• **To do**
The records below are to be written out again, exactly as they appear.

━━━ Records shown

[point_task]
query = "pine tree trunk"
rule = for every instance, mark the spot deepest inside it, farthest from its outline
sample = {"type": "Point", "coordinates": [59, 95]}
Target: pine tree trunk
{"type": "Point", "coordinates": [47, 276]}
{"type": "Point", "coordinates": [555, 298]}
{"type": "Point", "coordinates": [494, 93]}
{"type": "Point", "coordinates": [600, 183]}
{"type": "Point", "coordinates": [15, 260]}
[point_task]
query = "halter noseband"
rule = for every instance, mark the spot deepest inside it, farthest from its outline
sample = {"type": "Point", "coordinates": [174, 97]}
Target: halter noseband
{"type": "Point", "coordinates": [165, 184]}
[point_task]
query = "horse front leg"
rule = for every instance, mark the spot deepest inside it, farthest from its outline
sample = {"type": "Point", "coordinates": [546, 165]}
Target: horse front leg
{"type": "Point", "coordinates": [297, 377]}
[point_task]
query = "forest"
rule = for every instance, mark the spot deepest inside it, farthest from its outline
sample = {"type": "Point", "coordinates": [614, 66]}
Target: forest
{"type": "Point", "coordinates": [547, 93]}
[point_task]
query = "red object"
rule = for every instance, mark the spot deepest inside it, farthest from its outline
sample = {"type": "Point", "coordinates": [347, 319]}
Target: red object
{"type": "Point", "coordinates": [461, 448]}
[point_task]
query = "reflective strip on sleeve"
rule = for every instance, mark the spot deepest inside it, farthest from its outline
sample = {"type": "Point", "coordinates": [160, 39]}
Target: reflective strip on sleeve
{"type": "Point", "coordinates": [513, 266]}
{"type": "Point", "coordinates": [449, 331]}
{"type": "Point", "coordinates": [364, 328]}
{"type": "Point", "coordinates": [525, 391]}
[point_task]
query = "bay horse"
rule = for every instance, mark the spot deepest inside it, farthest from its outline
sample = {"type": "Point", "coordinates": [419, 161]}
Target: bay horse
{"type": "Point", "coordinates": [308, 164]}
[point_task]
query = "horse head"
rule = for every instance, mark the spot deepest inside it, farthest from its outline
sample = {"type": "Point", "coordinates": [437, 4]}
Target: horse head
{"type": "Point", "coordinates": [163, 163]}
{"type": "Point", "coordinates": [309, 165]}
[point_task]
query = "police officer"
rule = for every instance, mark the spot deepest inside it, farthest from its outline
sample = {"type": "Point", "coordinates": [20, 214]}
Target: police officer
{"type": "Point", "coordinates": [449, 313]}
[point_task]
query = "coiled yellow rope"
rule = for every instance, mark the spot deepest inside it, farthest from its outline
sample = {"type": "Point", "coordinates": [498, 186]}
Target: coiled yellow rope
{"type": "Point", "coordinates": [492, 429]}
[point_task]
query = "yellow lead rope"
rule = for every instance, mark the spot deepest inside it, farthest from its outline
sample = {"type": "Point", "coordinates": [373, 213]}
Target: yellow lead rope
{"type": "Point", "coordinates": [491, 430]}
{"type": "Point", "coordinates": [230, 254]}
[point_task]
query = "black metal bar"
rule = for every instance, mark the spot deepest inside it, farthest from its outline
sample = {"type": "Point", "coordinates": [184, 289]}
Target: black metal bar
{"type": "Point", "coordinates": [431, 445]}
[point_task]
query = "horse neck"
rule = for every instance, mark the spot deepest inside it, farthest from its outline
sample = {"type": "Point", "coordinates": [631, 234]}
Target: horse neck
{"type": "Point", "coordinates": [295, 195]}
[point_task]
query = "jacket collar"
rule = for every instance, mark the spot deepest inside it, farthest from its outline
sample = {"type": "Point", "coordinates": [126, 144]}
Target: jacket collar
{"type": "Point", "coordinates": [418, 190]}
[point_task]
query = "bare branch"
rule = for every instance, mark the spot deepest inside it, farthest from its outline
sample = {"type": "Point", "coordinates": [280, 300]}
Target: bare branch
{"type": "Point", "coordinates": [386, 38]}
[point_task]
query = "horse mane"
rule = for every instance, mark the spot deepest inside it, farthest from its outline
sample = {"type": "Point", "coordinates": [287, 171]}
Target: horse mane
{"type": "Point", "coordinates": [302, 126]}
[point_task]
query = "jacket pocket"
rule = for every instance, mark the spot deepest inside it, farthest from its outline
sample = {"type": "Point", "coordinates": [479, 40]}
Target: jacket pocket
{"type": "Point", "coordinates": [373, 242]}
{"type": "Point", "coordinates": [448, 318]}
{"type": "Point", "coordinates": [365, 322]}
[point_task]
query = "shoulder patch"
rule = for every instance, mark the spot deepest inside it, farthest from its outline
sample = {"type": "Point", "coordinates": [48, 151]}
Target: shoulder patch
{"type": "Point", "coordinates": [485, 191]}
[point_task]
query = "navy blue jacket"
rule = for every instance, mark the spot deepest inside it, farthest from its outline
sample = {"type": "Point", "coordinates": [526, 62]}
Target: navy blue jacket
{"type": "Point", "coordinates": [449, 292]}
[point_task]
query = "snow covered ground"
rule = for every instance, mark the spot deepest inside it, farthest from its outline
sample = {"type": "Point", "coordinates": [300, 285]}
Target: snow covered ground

━━━━━━

• **The answer**
[point_task]
query = "pine tree trunk"
rule = for every instance, mark the spot deepest inside it, farthest from its outline
sample = {"type": "Point", "coordinates": [59, 95]}
Target: pine tree trunk
{"type": "Point", "coordinates": [47, 276]}
{"type": "Point", "coordinates": [555, 298]}
{"type": "Point", "coordinates": [494, 93]}
{"type": "Point", "coordinates": [600, 183]}
{"type": "Point", "coordinates": [15, 260]}
[point_task]
query = "halter noseband"
rule = for every instance, mark the spot deepest inside it, farthest from its outline
sample = {"type": "Point", "coordinates": [174, 97]}
Target: halter noseband
{"type": "Point", "coordinates": [165, 184]}
[point_task]
query = "horse front leg"
rule = for every instance, mark the spot deepest inside it, farthest from its outline
sample = {"type": "Point", "coordinates": [546, 165]}
Target: horse front leg
{"type": "Point", "coordinates": [297, 377]}
[point_task]
query = "forest"
rule = for every instance, mark the spot deepest inside it, farthest from its outline
sample = {"type": "Point", "coordinates": [614, 66]}
Target: forest
{"type": "Point", "coordinates": [547, 93]}
[point_task]
query = "red object"
rule = for every instance, mark the spot deepest inside it, farthest from its outline
sample = {"type": "Point", "coordinates": [347, 319]}
Target: red object
{"type": "Point", "coordinates": [461, 448]}
[point_task]
query = "reflective strip on sleeve"
rule = for every instance, mark the spot deepest inside it, farthest from its outline
sample = {"type": "Point", "coordinates": [160, 39]}
Target: reflective strip on sleeve
{"type": "Point", "coordinates": [513, 266]}
{"type": "Point", "coordinates": [449, 331]}
{"type": "Point", "coordinates": [364, 328]}
{"type": "Point", "coordinates": [525, 391]}
[point_task]
query = "bay horse"
rule = for every instance, mark the spot deepest inside it, farthest from its outline
sample = {"type": "Point", "coordinates": [419, 161]}
Target: bay horse
{"type": "Point", "coordinates": [308, 164]}
[point_task]
query = "horse head"
rule = for every instance, mark the spot deepest inside it, farthest from its outline
sample = {"type": "Point", "coordinates": [437, 4]}
Target: horse head
{"type": "Point", "coordinates": [163, 163]}
{"type": "Point", "coordinates": [309, 165]}
[point_task]
query = "police officer"
rule = for every instance, mark the spot deepest inside it, farthest from its outline
sample = {"type": "Point", "coordinates": [20, 214]}
Target: police officer
{"type": "Point", "coordinates": [449, 313]}
[point_task]
query = "coiled yellow rope"
rule = for every instance, mark the spot deepest inside it, farthest from its outline
sample = {"type": "Point", "coordinates": [498, 186]}
Target: coiled yellow rope
{"type": "Point", "coordinates": [492, 429]}
[point_task]
query = "yellow lead rope"
rule = for every instance, mark the spot deepest inside it, farthest from its outline
sample = {"type": "Point", "coordinates": [373, 213]}
Target: yellow lead rope
{"type": "Point", "coordinates": [491, 430]}
{"type": "Point", "coordinates": [230, 254]}
[point_task]
query = "black metal bar"
rule = for every instance, mark the spot deepest inside it, farthest from its outline
sample = {"type": "Point", "coordinates": [184, 289]}
Target: black metal bar
{"type": "Point", "coordinates": [431, 445]}
[point_task]
query = "horse neck"
rule = for every instance, mark the spot deepest inside it, farthest from its outline
sample = {"type": "Point", "coordinates": [631, 234]}
Target: horse neck
{"type": "Point", "coordinates": [295, 195]}
[point_task]
query = "jacket collar"
rule = for every instance, mark the spot deepest inside it, farthest from its outline
sample = {"type": "Point", "coordinates": [126, 144]}
Target: jacket collar
{"type": "Point", "coordinates": [418, 190]}
[point_task]
query = "bare branch"
rule = for every instance, mark the spot deepest inside it, farthest from its outline
sample = {"type": "Point", "coordinates": [280, 300]}
Target: bare branch
{"type": "Point", "coordinates": [386, 38]}
[point_task]
query = "horse mane"
rule = for every instance, mark the spot deepest inside it, farthest from its outline
sample = {"type": "Point", "coordinates": [287, 171]}
Target: horse mane
{"type": "Point", "coordinates": [302, 126]}
[point_task]
query = "jacket pocket"
rule = for every instance, mark the spot deepest inside it, farthest from its outline
sample = {"type": "Point", "coordinates": [479, 40]}
Target: jacket pocket
{"type": "Point", "coordinates": [373, 242]}
{"type": "Point", "coordinates": [448, 318]}
{"type": "Point", "coordinates": [365, 322]}
[point_task]
query = "shoulder patch"
rule = for every instance, mark the spot deepest inside it, farthest from its outline
sample = {"type": "Point", "coordinates": [48, 151]}
Target: shoulder patch
{"type": "Point", "coordinates": [485, 191]}
[point_task]
query = "navy blue jacket"
rule = for every instance, mark the spot deepest inside it, farthest from its outline
sample = {"type": "Point", "coordinates": [526, 62]}
Target: navy blue jacket
{"type": "Point", "coordinates": [449, 292]}
[point_task]
query = "snow covered ground"
rule = for every instance, mark the spot deepest inside it, farthest from its outline
sample = {"type": "Point", "coordinates": [300, 285]}
Target: snow covered ground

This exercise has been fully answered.